** Begin Document section **

Studio album by Kim Dotcom
- Released: 20 January 2014
- Recorded: Roundhead Studios, Auckland
- Genre: Electronic dance music
- Length: 60:45
- Label: Kimpire Music
- Producer: Kim Dotcom

= Good Times (Kim Dotcom album) =

Good Times is the debut studio album recorded by Finnish–German entrepreneur Kim Dotcom. It reached No. 8 in the Recorded Music NZ Top 40 album chart.

==Background and recording==
Good Times was recorded at Roundhead Studios in Auckland, New Zealand, and was begun in 2011.

==Composition==
Good Times is an electronic dance music (EDM) album, exploring a variety of subgenres, including trance and drum and bass, and features hip hop influences and synth sounds. It contains completely positive themes.

==Release and promotion==
Good Times was released worldwide by his independent record label Kimpire Music on 20 January 2014. Dotcom performed at Rhythm & Vines on 31 December 2013; the set was filmed, and music videos for "Amazing", "Party Amplifier" and "Change Your Life" have been released. Dotcom said that he played the album to American hip hop producer Swizz Beatz, who enjoyed it.

** End Document section **
** Begin Provided material **

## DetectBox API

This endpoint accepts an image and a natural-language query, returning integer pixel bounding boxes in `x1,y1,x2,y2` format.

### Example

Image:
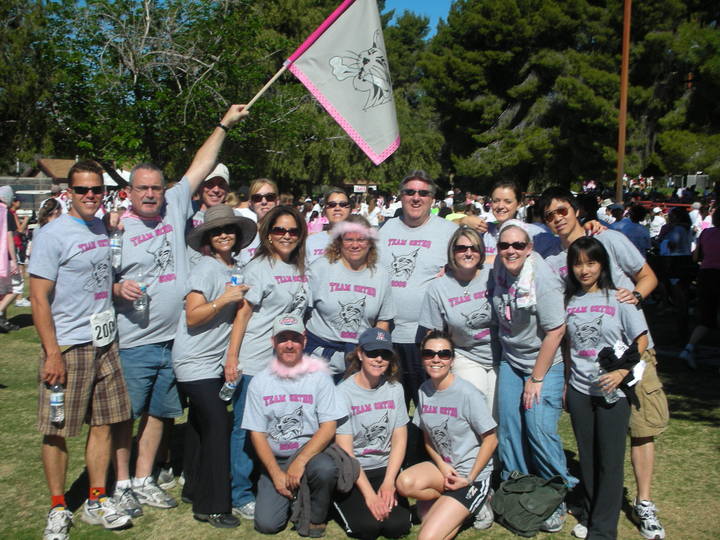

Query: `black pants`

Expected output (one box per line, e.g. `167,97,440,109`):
567,385,630,539
178,378,232,514
335,467,410,540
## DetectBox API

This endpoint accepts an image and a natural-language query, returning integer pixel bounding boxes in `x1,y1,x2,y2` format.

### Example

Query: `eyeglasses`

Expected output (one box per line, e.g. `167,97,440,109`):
325,201,350,208
210,225,237,236
543,206,570,222
453,244,480,253
270,227,300,237
498,242,528,251
250,193,277,202
70,186,105,195
400,189,432,197
420,349,452,360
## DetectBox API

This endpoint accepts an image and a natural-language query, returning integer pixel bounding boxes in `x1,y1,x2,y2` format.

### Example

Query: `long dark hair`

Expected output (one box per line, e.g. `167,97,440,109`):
565,236,615,303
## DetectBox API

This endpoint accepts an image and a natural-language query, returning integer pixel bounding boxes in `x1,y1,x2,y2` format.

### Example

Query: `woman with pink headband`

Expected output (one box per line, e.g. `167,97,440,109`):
305,215,395,381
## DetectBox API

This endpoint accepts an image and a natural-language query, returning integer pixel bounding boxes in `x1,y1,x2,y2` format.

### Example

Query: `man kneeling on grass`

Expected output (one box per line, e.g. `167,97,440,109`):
240,314,344,538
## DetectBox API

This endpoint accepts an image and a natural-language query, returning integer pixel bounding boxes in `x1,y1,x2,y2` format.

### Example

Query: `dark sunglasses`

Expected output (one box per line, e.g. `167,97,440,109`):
498,242,528,251
365,349,392,362
453,244,480,253
400,189,432,197
543,206,570,222
325,201,350,208
270,227,300,236
420,349,452,360
250,193,277,202
70,186,105,195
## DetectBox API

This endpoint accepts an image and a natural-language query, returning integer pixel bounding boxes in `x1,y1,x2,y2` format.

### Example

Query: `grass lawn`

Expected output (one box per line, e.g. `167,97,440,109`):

** End Provided material **

**Required actions:**
1) Duplicate the passage of the Good Times album article starting at "Good Times is the" and ending at "40 album chart.".
2) Set down the records word for word, starting at their first line and ending at the line that contains "335,467,410,540", with both of those lines included. Omit the picture from your copy.
The article and the records have no connection to each other.

**The solutions:**
1)
Good Times is the debut studio album recorded by Finnish–German entrepreneur Kim Dotcom. It reached No. 8 in the Recorded Music NZ Top 40 album chart.

2)
## DetectBox API

This endpoint accepts an image and a natural-language query, returning integer pixel bounding boxes in `x1,y1,x2,y2` format.

### Example

Image:

Query: `black pants`

Expected output (one box per line, e.g. `167,97,440,109`):
567,385,630,539
178,378,232,514
335,467,410,540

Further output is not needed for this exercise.